Your task
Rewrite the listing below so that "I would be most obliged" becomes "I would be grateful" wherever it occurs, keeping every other word and line unchanged.

Material provided
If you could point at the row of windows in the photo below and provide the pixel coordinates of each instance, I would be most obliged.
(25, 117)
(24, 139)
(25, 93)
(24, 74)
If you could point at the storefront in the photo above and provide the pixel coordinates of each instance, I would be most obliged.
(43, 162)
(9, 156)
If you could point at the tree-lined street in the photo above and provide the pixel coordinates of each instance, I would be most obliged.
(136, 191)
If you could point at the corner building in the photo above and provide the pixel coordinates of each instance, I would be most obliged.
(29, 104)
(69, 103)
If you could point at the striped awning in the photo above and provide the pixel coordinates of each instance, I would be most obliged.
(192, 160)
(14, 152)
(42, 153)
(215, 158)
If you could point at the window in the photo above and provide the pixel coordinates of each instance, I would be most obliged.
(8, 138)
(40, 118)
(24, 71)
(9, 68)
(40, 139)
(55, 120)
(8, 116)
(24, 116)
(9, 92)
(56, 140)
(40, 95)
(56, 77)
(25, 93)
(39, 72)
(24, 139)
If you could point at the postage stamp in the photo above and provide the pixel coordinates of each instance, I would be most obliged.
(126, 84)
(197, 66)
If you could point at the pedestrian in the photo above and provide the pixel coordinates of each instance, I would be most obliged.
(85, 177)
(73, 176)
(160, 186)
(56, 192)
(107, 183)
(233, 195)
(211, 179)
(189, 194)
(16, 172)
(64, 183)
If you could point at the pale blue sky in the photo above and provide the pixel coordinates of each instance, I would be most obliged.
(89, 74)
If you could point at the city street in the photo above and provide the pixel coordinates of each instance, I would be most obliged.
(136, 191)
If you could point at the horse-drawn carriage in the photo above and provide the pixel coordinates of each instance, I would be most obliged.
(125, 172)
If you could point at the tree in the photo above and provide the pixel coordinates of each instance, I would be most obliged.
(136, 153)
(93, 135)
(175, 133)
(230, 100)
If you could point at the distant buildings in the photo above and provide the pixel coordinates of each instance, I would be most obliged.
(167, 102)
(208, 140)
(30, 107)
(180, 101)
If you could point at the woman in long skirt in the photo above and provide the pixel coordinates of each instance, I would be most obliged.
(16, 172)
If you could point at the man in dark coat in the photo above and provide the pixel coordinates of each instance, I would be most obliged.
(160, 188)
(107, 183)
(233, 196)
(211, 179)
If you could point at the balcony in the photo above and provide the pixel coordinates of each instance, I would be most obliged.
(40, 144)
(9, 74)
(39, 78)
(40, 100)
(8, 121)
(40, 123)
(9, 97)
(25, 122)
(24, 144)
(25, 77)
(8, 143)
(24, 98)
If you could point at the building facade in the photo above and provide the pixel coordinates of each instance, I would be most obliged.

Solution to the exercise
If you could point at the row of windows in the photo below and provide the pixel coordinates of each instance, I would be grateful.
(25, 117)
(24, 139)
(25, 93)
(24, 74)
If you could point at the storefront in the photo above and provide the pixel coordinates of each instance, I would be grateful.
(43, 162)
(9, 156)
If you could point at the tree-lined street in the photo above and provide the pixel coordinates of each instance, I would be grateful.
(136, 191)
If you could point at the corner building in the photo above and provide the pixel coordinates of each instance, I would be grateful.
(29, 104)
(69, 103)
If you could point at the striped awning in the photo above and provide the pixel coordinates of each instance, I would be grateful.
(192, 160)
(14, 152)
(42, 153)
(215, 158)
If you could point at the window in the photo above and provide the pixel coordinates of each instance, I would be grateful.
(8, 138)
(40, 118)
(24, 71)
(9, 68)
(40, 139)
(55, 120)
(8, 116)
(24, 116)
(9, 92)
(56, 140)
(40, 95)
(56, 77)
(25, 93)
(39, 72)
(24, 139)
If you could point at the postage stamp in the photo above and provide the pixel coordinates of each instance, I would be grateful.
(126, 84)
(197, 66)
If you could point at the pedestrian in the photo above and provide the pixel coordinates of each instance, I would be grateful.
(85, 177)
(73, 176)
(160, 186)
(56, 192)
(107, 183)
(233, 195)
(211, 179)
(189, 194)
(16, 172)
(64, 183)
If you could point at the pale blue sky in the photo above and provide the pixel coordinates of each instance, I would be grateful.
(89, 74)
If you could point at the city street in the photo above and provide the pixel coordinates of each instance, I would be grateful.
(136, 191)
If you could point at the horse-drawn carriage in the photo above and provide the pixel coordinates of each instance, I would be grateful.
(125, 172)
If you could point at the tree in the photo above and provide the pixel coordinates of each instance, I would be grateful.
(136, 153)
(93, 135)
(175, 133)
(230, 100)
If you could point at the distant buildings in the photo above and provide the pixel coordinates of each instance, I would be grateful.
(167, 102)
(208, 140)
(30, 107)
(180, 101)
If you could point at the woman in long skirt in the photo above and provide the pixel coordinates of each instance, I would be grateful.
(16, 172)
If you could point at the man in dark coat in the photo above and provide the pixel coordinates of each instance, I would be grateful.
(160, 188)
(107, 183)
(233, 196)
(211, 179)
If you could point at the balcony in the photo above and provide the pixel coordinates of each instance, I would be grateful.
(40, 144)
(9, 74)
(39, 78)
(40, 100)
(8, 121)
(40, 123)
(9, 97)
(25, 122)
(24, 144)
(25, 77)
(8, 143)
(24, 98)
If you could point at the building facade in the photo above and provide the pixel coordinates of each instance, I would be grateful.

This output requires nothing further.